(What to produce) Transcribe the data below exactly, but only from the line containing "locate open field -- one point per instance" through its final line, both included.

(Exercise materials)
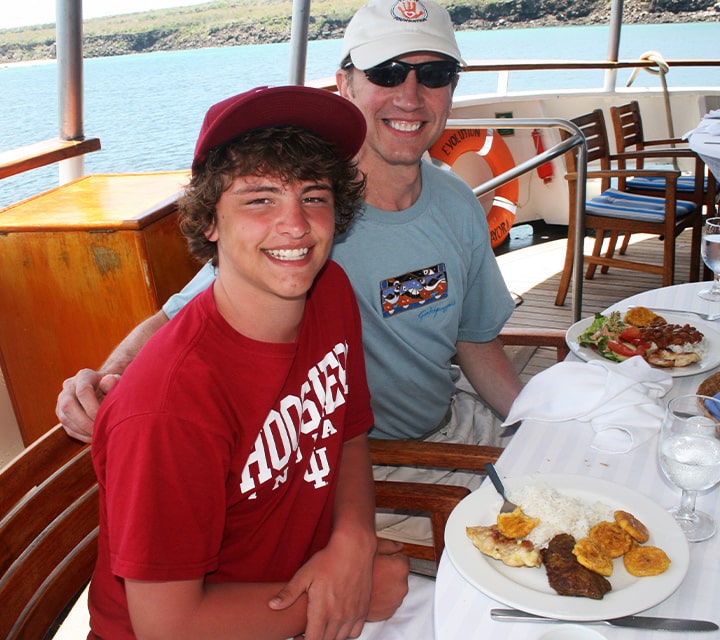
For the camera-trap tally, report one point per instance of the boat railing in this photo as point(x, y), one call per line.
point(504, 68)
point(39, 154)
point(576, 142)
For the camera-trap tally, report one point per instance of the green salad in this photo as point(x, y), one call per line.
point(612, 338)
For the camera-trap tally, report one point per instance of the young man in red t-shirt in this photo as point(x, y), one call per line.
point(236, 495)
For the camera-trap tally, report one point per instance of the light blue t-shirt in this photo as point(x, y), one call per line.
point(425, 278)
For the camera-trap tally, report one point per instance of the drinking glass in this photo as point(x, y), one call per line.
point(689, 455)
point(711, 256)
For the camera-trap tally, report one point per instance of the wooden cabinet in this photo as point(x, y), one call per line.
point(80, 266)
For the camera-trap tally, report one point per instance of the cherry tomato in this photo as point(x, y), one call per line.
point(621, 349)
point(630, 334)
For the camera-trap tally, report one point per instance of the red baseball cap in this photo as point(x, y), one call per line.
point(331, 117)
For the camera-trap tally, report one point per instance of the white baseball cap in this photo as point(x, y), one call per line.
point(386, 29)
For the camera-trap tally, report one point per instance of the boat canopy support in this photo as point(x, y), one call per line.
point(68, 25)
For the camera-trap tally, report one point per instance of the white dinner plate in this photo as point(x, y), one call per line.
point(709, 361)
point(527, 588)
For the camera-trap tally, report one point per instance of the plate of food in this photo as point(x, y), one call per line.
point(680, 345)
point(518, 572)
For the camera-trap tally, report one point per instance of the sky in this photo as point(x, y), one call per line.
point(24, 13)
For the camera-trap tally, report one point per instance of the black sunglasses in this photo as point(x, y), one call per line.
point(435, 74)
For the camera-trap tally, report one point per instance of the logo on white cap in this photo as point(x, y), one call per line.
point(409, 11)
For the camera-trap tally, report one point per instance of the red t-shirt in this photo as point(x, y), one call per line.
point(213, 448)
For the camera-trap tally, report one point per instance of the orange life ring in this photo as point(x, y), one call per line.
point(488, 144)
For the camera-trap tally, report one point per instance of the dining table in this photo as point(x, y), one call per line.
point(461, 606)
point(705, 141)
point(707, 146)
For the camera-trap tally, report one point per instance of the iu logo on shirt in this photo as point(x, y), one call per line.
point(409, 11)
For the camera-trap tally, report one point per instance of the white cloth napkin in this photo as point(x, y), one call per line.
point(709, 124)
point(621, 401)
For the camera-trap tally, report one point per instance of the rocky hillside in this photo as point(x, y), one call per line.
point(153, 34)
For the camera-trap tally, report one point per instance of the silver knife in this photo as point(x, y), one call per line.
point(638, 622)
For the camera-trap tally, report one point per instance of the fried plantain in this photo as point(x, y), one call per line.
point(642, 317)
point(637, 530)
point(611, 538)
point(592, 557)
point(646, 561)
point(516, 524)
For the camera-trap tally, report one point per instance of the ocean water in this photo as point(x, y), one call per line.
point(147, 108)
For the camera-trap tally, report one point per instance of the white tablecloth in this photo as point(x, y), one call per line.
point(707, 146)
point(462, 611)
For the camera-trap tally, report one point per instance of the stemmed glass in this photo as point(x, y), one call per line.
point(689, 454)
point(711, 257)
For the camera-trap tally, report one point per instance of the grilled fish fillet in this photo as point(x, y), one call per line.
point(514, 553)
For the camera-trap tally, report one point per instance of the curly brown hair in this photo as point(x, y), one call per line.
point(288, 152)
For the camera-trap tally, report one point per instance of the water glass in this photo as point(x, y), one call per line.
point(711, 257)
point(689, 455)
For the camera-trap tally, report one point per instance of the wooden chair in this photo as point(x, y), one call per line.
point(629, 137)
point(616, 210)
point(48, 534)
point(49, 513)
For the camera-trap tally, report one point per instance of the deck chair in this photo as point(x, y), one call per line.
point(629, 137)
point(616, 210)
point(48, 529)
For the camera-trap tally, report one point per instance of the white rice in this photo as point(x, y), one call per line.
point(558, 513)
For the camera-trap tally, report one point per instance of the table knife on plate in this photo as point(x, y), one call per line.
point(637, 622)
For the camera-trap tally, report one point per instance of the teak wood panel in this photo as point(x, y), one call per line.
point(68, 296)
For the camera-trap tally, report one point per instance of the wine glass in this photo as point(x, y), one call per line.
point(711, 257)
point(689, 454)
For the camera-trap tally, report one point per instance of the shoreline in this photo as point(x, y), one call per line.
point(168, 38)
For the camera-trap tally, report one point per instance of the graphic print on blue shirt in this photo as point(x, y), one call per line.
point(413, 289)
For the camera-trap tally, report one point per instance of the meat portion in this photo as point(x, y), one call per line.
point(566, 575)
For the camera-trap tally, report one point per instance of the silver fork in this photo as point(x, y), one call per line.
point(508, 507)
point(704, 316)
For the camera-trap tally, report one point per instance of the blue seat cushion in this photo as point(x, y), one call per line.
point(685, 184)
point(620, 204)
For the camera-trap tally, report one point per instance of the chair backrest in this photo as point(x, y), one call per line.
point(48, 534)
point(627, 125)
point(592, 126)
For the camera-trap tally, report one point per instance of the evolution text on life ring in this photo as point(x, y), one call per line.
point(488, 144)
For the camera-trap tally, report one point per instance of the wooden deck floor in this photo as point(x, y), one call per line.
point(533, 274)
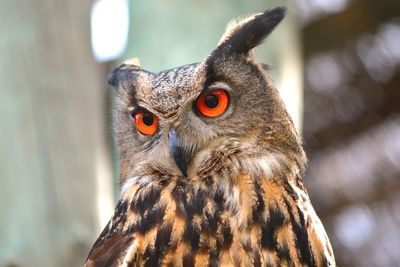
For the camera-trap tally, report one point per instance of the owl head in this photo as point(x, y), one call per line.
point(206, 119)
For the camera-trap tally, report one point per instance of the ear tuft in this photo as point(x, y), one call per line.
point(243, 35)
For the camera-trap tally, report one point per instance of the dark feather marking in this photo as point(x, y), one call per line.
point(148, 220)
point(256, 259)
point(109, 251)
point(275, 220)
point(179, 196)
point(302, 241)
point(227, 237)
point(145, 202)
point(192, 235)
point(214, 260)
point(188, 260)
point(284, 253)
point(259, 207)
point(154, 256)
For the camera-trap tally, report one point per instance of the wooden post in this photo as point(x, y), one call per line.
point(52, 141)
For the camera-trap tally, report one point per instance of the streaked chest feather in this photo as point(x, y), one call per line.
point(253, 221)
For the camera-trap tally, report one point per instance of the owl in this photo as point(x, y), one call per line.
point(211, 165)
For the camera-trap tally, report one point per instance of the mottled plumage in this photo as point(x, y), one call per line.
point(201, 191)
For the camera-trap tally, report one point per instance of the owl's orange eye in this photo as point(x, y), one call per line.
point(213, 102)
point(146, 122)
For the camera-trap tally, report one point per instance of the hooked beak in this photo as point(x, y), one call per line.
point(181, 154)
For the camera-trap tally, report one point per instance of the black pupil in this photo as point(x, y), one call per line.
point(148, 119)
point(211, 101)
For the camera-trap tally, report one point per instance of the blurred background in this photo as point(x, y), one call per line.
point(336, 62)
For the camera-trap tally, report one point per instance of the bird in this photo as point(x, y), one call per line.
point(211, 165)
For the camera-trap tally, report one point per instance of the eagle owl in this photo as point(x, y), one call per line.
point(210, 165)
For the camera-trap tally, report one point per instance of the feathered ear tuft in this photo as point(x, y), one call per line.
point(243, 35)
point(124, 72)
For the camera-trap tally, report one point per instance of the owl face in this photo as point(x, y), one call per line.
point(191, 120)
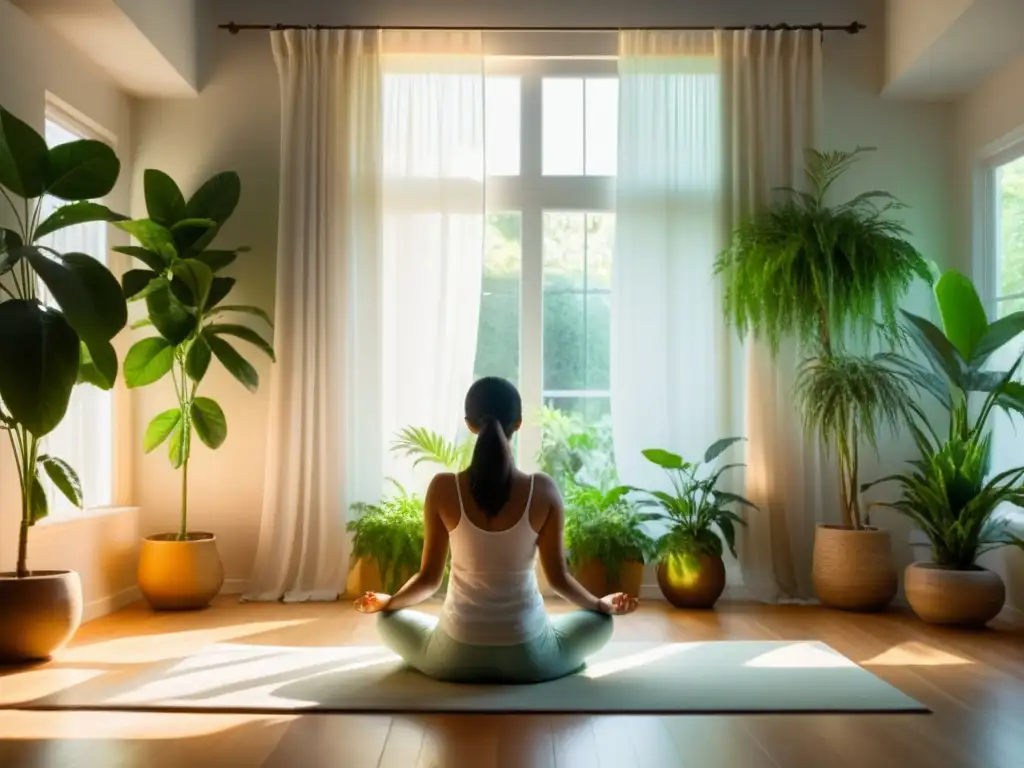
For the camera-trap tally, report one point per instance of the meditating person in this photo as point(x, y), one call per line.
point(493, 627)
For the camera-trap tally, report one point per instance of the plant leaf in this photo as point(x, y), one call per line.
point(208, 418)
point(237, 366)
point(147, 360)
point(160, 429)
point(24, 157)
point(164, 201)
point(198, 359)
point(245, 333)
point(85, 169)
point(39, 365)
point(64, 477)
point(76, 213)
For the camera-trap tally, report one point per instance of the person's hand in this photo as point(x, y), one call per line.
point(372, 602)
point(617, 604)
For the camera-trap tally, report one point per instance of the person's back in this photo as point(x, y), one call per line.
point(496, 520)
point(493, 596)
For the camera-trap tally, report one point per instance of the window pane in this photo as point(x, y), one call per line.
point(1011, 181)
point(502, 99)
point(562, 119)
point(498, 341)
point(602, 126)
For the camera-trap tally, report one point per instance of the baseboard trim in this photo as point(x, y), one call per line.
point(1013, 615)
point(110, 603)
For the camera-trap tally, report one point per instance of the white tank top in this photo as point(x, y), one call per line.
point(493, 597)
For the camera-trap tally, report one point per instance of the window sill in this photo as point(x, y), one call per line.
point(85, 515)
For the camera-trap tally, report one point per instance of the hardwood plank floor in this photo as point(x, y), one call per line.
point(973, 681)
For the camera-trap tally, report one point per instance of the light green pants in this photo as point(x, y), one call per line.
point(561, 649)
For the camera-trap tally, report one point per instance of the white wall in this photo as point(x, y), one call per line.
point(985, 121)
point(235, 125)
point(33, 62)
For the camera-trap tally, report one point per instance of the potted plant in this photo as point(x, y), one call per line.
point(45, 350)
point(387, 540)
point(690, 571)
point(605, 540)
point(826, 278)
point(184, 301)
point(949, 493)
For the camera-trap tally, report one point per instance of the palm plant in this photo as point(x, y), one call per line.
point(827, 276)
point(697, 506)
point(949, 494)
point(604, 526)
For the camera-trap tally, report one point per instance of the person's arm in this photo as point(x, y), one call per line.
point(435, 546)
point(551, 547)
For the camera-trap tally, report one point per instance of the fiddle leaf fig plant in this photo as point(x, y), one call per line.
point(184, 297)
point(47, 348)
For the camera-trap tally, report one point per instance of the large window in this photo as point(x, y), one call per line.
point(545, 312)
point(85, 437)
point(1006, 287)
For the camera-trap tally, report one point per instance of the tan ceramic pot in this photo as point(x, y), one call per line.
point(853, 569)
point(179, 576)
point(592, 578)
point(965, 598)
point(38, 613)
point(691, 581)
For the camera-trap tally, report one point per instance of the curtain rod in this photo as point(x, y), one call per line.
point(851, 29)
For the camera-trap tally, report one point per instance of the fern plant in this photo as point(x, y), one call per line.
point(827, 276)
point(604, 526)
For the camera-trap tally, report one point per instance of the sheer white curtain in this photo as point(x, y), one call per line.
point(772, 104)
point(324, 432)
point(433, 220)
point(710, 124)
point(673, 381)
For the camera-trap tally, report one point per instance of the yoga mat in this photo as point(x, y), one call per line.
point(626, 678)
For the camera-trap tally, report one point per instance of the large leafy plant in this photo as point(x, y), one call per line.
point(604, 526)
point(184, 301)
point(949, 493)
point(696, 511)
point(46, 349)
point(826, 276)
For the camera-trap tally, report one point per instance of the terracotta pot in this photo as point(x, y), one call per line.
point(853, 569)
point(592, 578)
point(964, 598)
point(691, 581)
point(38, 613)
point(179, 576)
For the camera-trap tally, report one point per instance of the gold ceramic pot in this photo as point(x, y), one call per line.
point(38, 613)
point(179, 574)
point(853, 569)
point(592, 578)
point(691, 581)
point(964, 598)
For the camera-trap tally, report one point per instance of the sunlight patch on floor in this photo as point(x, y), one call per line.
point(800, 655)
point(611, 666)
point(125, 725)
point(167, 645)
point(915, 654)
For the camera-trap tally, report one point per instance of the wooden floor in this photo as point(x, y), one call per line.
point(973, 681)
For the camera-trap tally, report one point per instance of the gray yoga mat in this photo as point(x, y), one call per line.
point(741, 677)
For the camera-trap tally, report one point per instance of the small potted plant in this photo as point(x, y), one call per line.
point(949, 494)
point(690, 571)
point(605, 540)
point(184, 301)
point(821, 275)
point(45, 350)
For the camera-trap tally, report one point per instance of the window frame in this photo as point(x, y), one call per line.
point(986, 239)
point(65, 116)
point(530, 195)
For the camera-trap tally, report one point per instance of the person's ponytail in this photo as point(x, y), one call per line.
point(491, 470)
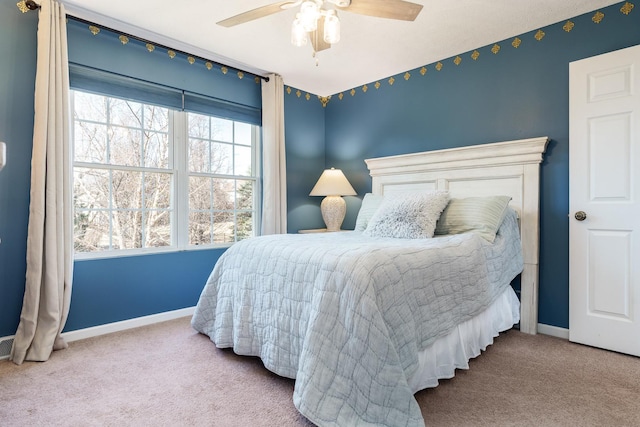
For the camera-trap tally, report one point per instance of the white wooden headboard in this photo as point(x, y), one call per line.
point(509, 168)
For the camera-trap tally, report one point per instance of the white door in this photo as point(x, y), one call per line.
point(604, 201)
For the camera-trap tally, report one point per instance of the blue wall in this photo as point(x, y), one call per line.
point(517, 93)
point(305, 152)
point(104, 290)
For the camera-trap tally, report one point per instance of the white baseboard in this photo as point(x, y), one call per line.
point(123, 325)
point(554, 331)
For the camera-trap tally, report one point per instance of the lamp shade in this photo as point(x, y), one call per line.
point(332, 182)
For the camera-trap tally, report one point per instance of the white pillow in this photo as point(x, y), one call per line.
point(481, 215)
point(408, 216)
point(370, 205)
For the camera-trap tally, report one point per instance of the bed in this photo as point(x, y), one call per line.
point(363, 322)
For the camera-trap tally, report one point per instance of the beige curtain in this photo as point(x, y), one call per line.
point(274, 171)
point(50, 235)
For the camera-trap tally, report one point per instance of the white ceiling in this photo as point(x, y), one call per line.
point(370, 48)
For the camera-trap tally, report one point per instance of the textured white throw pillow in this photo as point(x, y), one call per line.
point(408, 216)
point(370, 205)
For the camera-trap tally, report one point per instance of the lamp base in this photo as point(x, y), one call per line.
point(333, 210)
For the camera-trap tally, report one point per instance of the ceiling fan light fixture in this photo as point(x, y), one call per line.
point(331, 27)
point(298, 33)
point(309, 14)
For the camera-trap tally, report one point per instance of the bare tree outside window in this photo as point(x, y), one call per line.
point(125, 177)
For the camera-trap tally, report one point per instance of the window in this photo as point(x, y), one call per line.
point(150, 178)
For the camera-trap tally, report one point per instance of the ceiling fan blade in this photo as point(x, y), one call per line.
point(317, 37)
point(256, 13)
point(390, 9)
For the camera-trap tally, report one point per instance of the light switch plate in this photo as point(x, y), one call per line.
point(3, 154)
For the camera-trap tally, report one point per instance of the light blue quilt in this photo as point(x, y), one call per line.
point(346, 315)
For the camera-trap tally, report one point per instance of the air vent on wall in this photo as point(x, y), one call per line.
point(5, 347)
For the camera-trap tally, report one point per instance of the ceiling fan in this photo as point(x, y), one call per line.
point(318, 20)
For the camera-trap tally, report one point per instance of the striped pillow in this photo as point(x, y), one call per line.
point(370, 205)
point(482, 215)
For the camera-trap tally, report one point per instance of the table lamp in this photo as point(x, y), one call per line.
point(333, 184)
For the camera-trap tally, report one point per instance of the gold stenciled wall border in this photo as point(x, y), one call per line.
point(597, 18)
point(95, 30)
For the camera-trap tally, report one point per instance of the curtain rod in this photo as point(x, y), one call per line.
point(32, 5)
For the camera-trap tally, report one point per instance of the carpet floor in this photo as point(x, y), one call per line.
point(168, 375)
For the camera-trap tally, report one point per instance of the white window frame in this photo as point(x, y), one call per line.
point(178, 162)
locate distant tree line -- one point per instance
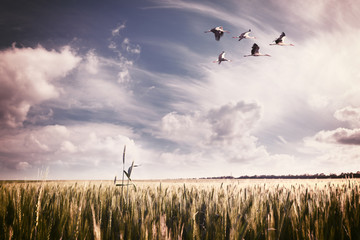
(303, 176)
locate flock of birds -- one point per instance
(219, 32)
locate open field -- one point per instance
(181, 209)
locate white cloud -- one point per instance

(Reply)
locate open field -- one point per instance
(181, 209)
locate white cloud -- one point per instance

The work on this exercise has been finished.